-- Prompt --
Return all the lines below, exactly as they read.

-- Items from a data source --
########
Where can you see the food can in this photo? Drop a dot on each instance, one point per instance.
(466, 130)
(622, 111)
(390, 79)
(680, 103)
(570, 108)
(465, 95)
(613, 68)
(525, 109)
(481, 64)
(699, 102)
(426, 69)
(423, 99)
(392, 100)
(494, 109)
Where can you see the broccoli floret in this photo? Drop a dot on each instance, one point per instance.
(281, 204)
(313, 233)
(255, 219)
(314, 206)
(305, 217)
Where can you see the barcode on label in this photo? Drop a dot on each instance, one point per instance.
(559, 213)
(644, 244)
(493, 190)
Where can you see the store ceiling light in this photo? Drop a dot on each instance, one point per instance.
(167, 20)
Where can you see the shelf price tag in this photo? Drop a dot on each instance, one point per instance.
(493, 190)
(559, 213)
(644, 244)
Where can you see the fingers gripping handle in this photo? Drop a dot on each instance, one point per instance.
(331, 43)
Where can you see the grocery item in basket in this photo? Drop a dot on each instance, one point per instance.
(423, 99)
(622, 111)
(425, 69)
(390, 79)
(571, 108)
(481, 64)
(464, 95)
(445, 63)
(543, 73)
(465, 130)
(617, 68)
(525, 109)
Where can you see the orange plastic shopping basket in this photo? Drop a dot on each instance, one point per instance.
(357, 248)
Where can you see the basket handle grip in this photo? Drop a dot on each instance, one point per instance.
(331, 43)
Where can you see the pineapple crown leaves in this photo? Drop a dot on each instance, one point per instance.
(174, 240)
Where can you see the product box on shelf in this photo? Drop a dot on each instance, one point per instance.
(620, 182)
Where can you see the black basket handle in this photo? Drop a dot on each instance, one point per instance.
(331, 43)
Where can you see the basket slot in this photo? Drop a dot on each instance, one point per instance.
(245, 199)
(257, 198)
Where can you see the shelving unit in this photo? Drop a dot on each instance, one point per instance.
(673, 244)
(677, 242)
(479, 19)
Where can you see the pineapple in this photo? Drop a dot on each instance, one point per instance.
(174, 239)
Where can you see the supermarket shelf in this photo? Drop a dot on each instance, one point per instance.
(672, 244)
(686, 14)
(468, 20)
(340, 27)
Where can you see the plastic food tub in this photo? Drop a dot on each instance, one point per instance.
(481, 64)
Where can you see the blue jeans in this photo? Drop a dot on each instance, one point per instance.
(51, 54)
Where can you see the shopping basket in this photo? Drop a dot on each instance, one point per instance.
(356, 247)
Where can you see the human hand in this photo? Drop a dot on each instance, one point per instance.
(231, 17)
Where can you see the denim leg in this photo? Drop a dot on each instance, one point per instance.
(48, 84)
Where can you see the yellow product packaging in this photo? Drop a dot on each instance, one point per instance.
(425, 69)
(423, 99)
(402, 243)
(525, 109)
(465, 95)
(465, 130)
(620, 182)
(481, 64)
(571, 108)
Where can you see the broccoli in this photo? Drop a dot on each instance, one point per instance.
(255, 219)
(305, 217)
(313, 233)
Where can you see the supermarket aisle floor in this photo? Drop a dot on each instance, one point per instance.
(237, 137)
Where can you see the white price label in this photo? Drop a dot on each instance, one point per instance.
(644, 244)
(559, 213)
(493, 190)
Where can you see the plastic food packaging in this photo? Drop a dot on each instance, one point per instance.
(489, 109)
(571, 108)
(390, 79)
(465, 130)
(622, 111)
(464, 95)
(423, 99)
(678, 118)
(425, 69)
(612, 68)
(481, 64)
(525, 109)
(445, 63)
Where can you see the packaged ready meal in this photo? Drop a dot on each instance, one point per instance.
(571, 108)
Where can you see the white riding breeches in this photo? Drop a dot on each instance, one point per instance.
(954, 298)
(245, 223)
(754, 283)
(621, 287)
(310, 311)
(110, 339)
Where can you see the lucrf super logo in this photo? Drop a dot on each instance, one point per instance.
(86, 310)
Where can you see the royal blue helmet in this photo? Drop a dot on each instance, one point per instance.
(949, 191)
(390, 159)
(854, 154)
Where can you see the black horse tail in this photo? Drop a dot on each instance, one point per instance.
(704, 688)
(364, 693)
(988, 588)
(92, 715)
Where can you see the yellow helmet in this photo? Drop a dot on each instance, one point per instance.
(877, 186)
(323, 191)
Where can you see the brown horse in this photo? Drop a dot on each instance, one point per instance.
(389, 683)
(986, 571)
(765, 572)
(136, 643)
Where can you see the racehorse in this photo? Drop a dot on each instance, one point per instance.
########
-- Your response --
Where can you see the food can in this photo? Drop a dot on each instance, one point per instance.
(466, 130)
(622, 111)
(390, 79)
(680, 103)
(570, 108)
(465, 95)
(613, 68)
(525, 109)
(481, 64)
(699, 102)
(426, 69)
(423, 99)
(392, 100)
(494, 109)
Where can you see the broccoli floret in this photo? Drop a dot on each instance, one point per instance.
(281, 204)
(313, 233)
(255, 219)
(314, 206)
(305, 217)
Where can you see the barcode on label in this photo? Drop a dot on each instance, one point per instance.
(559, 213)
(644, 244)
(493, 190)
Where can you see the store ceiling light in this photo? Drop a dot on each instance, one point per instance.
(167, 20)
Where can you see the shelf price tag in this photo? Drop a dot on each instance, one point per instance.
(493, 190)
(559, 213)
(644, 244)
Where can you see the fingers gripping handle in this photo? Drop a dot on each instance, one point per instance.
(331, 43)
Where can you see the grocery item in basket in this photo? Drop a dot on each instance, one point per instance.
(423, 99)
(622, 111)
(425, 69)
(390, 79)
(571, 108)
(481, 64)
(464, 95)
(445, 63)
(543, 73)
(465, 130)
(617, 68)
(525, 109)
Where can you see the orange plastic shopping basket in this photo? Drop a dot on each instance, one point per instance.
(357, 248)
Where can you see the basket handle grip in this photo? Drop a dot on each instance, one point per instance.
(331, 43)
Where can you see the pineapple crown leaves in this photo? Drop a dot on each instance, one point per instance.
(174, 240)
Where can you see the product box on shelf in this photo? Drop a dot on each instance, one point per instance.
(620, 182)
Where can you see the black basket handle in this photo? Drop a dot on each instance, one point per instance.
(331, 43)
Where can you see the basket slot in this photo? Drop a dot on each instance, one point per instance.
(245, 199)
(257, 198)
Where can you see the shelving unit in this photo? Drop a dot on each instance, one point per instance.
(673, 244)
(677, 242)
(479, 19)
Where can you see the pineapple in this photo? Drop a dot on each instance, one point per instance.
(174, 239)
Where can you see the supermarket shelf in this photo? Drop a dot on each instance, one point per instance.
(672, 244)
(686, 14)
(468, 20)
(340, 27)
Where can you see the plastic food tub in this photo? Drop a dot on each instance, one point per instance.
(481, 64)
Where can you see the blue jeans in this photo? Drop a dot on each instance, one point per instance.
(51, 54)
Where can you see the shopping basket in this photo? Drop a dot on each instance, one point per instance.
(356, 247)
Where can you see the human hand in this photo? Drop a dot on each instance, one point per instance.
(231, 17)
Where can you see the denim leg in this photo? Drop a dot on each instance, one point per instance.
(48, 84)
Where can you see the yellow product packaging in this photo? Drop a dot on each instance, one point per instance.
(425, 69)
(423, 99)
(402, 243)
(525, 109)
(465, 95)
(465, 130)
(620, 182)
(481, 64)
(571, 108)
Where can you see the broccoli in this photo? Drop a dot on each instance, one point per instance.
(255, 219)
(305, 217)
(313, 233)
Where can you see the supermarket aisle floor in this photo? Drop a dot on each instance, one point per instance.
(237, 137)
Where can you see the white price label in this photo? Drop a dot on each instance, one point per instance.
(644, 244)
(559, 213)
(493, 190)
Where can you see the plastic food packaging in this photo? Drop a dot on each instance, one point per instance.
(489, 109)
(571, 108)
(390, 79)
(465, 130)
(622, 111)
(464, 95)
(423, 99)
(678, 118)
(425, 69)
(612, 68)
(481, 64)
(525, 109)
(445, 63)
Where can you see the packaged ready meal in this photo? Drop a dot on each instance, one point per instance.
(571, 108)
Where can you see the white riding breeches in this photo? Drop a dot on each instance, one point per instance.
(954, 298)
(245, 223)
(754, 283)
(621, 287)
(310, 311)
(110, 339)
Where can you see the lucrf super logo in this photo? Drop a dot on each instance, one point per instance.
(86, 310)
Where can you see the royal blue helmet in this photo? Drop a dot on each instance, one point per instance.
(949, 191)
(390, 159)
(854, 154)
Where can you see the black horse tail in this photo? Drop a dot on each instance, one point per instance.
(704, 688)
(364, 693)
(988, 588)
(92, 715)
Where can you see the yellow helmet in this photo? Drop a dot on each instance, one point per instance.
(877, 186)
(323, 191)
Where can you see the brown horse in this photo? Drop a dot on each instance, one point per instance.
(389, 683)
(986, 571)
(765, 572)
(136, 643)
Where can you see the racehorse in this photo? Drop a dot on each instance, one point per instance.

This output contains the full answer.